From the records below, pull out every line that contains the string "sandy". Reproduce each matching line unchanged.

Position annotation records:
[Start]
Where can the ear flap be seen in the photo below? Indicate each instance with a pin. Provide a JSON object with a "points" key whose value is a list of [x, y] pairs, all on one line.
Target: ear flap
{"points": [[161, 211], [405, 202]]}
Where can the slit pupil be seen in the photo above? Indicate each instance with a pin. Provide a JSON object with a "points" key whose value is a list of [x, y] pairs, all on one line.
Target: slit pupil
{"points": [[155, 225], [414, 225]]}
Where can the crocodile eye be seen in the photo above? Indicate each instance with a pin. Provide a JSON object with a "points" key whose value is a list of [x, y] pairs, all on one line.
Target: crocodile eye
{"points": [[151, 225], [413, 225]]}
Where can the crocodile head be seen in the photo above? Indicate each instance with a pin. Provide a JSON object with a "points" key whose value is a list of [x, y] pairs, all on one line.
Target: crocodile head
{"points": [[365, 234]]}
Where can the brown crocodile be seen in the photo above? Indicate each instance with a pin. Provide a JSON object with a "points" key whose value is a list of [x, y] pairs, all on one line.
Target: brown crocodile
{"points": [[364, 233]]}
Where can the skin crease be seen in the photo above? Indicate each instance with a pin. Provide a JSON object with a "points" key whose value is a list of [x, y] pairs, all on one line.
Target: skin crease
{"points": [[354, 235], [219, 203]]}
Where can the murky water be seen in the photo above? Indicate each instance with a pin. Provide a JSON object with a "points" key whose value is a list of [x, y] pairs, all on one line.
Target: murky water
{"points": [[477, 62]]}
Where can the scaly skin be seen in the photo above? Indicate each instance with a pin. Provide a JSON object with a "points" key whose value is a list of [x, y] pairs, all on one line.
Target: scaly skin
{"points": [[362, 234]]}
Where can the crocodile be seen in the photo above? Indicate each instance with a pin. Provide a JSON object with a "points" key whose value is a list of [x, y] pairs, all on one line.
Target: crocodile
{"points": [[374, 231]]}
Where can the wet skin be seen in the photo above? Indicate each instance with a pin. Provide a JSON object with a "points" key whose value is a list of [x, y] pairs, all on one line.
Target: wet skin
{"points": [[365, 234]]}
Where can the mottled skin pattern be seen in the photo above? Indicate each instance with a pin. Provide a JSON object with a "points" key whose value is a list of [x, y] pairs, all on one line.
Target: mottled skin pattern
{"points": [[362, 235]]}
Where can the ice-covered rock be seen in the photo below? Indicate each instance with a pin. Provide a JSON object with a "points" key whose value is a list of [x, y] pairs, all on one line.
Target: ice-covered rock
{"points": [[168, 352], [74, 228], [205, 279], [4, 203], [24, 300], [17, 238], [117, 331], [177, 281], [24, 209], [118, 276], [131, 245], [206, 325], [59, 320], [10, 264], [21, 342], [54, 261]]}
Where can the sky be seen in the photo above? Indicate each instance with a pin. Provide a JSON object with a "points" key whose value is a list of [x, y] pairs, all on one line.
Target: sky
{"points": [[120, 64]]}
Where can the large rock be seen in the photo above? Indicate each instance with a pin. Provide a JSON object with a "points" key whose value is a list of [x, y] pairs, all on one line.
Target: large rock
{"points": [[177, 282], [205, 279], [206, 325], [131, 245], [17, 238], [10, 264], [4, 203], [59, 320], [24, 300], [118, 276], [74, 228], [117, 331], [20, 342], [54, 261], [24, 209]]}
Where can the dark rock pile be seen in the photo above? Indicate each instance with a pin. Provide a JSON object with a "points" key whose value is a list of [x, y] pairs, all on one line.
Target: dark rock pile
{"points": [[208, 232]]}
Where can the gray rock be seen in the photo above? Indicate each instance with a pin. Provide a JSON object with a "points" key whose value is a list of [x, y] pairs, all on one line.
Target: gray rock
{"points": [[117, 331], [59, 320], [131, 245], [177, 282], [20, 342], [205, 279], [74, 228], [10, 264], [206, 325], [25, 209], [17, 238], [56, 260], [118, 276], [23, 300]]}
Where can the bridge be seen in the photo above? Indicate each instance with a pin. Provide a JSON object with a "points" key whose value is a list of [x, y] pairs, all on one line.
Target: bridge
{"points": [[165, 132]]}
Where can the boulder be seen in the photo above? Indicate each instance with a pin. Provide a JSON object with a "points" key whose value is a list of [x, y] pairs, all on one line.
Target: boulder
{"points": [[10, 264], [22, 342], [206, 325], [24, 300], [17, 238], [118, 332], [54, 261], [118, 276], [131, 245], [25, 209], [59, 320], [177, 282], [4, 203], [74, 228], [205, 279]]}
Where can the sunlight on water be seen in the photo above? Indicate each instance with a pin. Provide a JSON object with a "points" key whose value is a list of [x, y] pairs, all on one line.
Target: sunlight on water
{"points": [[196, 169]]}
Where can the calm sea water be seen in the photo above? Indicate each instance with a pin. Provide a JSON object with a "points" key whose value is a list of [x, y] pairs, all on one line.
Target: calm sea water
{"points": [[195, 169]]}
[End]
[Start]
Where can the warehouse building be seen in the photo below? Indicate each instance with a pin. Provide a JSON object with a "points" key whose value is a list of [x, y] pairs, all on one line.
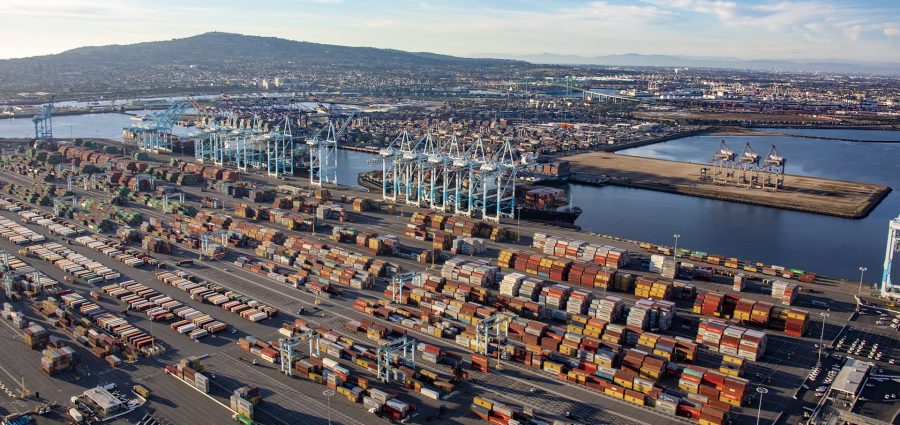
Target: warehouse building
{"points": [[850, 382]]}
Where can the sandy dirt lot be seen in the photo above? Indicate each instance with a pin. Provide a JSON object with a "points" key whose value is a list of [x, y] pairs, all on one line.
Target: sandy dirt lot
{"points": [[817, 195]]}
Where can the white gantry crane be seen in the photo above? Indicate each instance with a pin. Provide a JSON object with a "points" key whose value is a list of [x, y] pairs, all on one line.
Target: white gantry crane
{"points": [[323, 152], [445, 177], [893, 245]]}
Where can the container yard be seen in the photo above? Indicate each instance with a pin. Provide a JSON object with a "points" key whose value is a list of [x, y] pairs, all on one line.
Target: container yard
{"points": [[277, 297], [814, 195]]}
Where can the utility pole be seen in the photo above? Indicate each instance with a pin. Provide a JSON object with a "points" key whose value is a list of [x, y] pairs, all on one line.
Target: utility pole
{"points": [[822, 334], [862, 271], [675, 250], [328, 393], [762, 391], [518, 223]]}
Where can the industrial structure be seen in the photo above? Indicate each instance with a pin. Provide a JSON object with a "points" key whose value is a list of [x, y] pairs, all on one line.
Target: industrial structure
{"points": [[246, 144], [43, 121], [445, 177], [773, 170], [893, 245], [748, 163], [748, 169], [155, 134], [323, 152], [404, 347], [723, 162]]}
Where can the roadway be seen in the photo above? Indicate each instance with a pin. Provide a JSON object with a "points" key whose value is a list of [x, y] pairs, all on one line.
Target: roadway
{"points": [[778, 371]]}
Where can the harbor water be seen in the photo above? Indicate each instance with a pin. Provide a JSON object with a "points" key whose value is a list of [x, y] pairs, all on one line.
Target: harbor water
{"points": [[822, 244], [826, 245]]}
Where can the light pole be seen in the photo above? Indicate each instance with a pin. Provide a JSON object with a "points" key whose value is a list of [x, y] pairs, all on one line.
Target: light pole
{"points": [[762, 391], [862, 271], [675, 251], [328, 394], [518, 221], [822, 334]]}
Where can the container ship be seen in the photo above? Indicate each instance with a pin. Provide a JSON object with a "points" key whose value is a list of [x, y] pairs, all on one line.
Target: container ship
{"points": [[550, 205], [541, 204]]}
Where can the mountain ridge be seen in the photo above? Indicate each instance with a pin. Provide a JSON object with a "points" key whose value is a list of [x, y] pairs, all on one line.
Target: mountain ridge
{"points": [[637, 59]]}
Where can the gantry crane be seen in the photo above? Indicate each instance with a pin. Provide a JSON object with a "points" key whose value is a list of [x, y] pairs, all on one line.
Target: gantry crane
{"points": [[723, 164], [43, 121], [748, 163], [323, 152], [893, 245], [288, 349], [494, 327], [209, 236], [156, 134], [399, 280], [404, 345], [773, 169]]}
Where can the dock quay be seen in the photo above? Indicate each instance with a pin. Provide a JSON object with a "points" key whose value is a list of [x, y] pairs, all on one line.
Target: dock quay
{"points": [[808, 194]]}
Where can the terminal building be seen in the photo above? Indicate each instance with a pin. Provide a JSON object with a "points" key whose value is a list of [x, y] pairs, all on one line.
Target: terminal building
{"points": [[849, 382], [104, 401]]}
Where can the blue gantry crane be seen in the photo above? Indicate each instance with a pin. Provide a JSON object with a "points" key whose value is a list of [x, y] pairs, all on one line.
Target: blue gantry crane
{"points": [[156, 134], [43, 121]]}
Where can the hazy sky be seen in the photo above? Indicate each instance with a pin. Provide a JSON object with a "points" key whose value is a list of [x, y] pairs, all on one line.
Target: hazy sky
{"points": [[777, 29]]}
[End]
[Start]
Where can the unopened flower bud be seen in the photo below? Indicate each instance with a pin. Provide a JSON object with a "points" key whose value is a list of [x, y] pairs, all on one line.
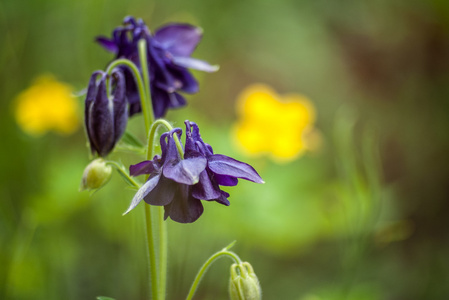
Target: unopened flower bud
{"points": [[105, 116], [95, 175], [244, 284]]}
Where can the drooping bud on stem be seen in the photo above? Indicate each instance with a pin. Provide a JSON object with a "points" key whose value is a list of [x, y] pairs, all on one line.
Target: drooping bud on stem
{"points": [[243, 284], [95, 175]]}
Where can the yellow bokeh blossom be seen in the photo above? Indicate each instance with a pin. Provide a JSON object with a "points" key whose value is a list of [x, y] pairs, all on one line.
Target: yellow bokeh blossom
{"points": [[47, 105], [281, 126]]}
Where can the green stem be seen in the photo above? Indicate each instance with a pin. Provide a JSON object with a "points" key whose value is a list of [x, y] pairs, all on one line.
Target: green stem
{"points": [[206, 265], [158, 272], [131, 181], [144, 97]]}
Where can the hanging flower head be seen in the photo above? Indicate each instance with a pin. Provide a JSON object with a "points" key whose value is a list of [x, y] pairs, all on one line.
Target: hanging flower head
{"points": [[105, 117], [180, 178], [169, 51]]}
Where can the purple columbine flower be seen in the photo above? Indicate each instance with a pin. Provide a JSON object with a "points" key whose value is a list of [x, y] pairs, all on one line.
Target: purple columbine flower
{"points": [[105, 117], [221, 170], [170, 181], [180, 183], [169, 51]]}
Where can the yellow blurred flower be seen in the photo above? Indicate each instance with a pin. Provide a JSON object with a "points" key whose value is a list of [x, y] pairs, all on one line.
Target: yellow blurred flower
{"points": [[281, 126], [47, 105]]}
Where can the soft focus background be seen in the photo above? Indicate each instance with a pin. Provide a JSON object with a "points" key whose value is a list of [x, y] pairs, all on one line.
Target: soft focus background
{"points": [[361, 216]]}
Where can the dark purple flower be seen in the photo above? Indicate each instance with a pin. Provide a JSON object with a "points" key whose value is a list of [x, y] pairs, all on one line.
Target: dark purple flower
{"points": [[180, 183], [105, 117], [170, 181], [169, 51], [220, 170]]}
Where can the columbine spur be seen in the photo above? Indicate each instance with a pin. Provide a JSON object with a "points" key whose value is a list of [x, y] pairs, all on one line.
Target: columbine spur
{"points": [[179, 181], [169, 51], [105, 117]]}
[End]
*Final result*
Where can the sandy dirt lot be seen in the photo above? Indicate each instance with a pin. Provide a JSON object with a "points" key whose value is a list of [x, y] pairs, all on one line.
Target: sandy dirt lot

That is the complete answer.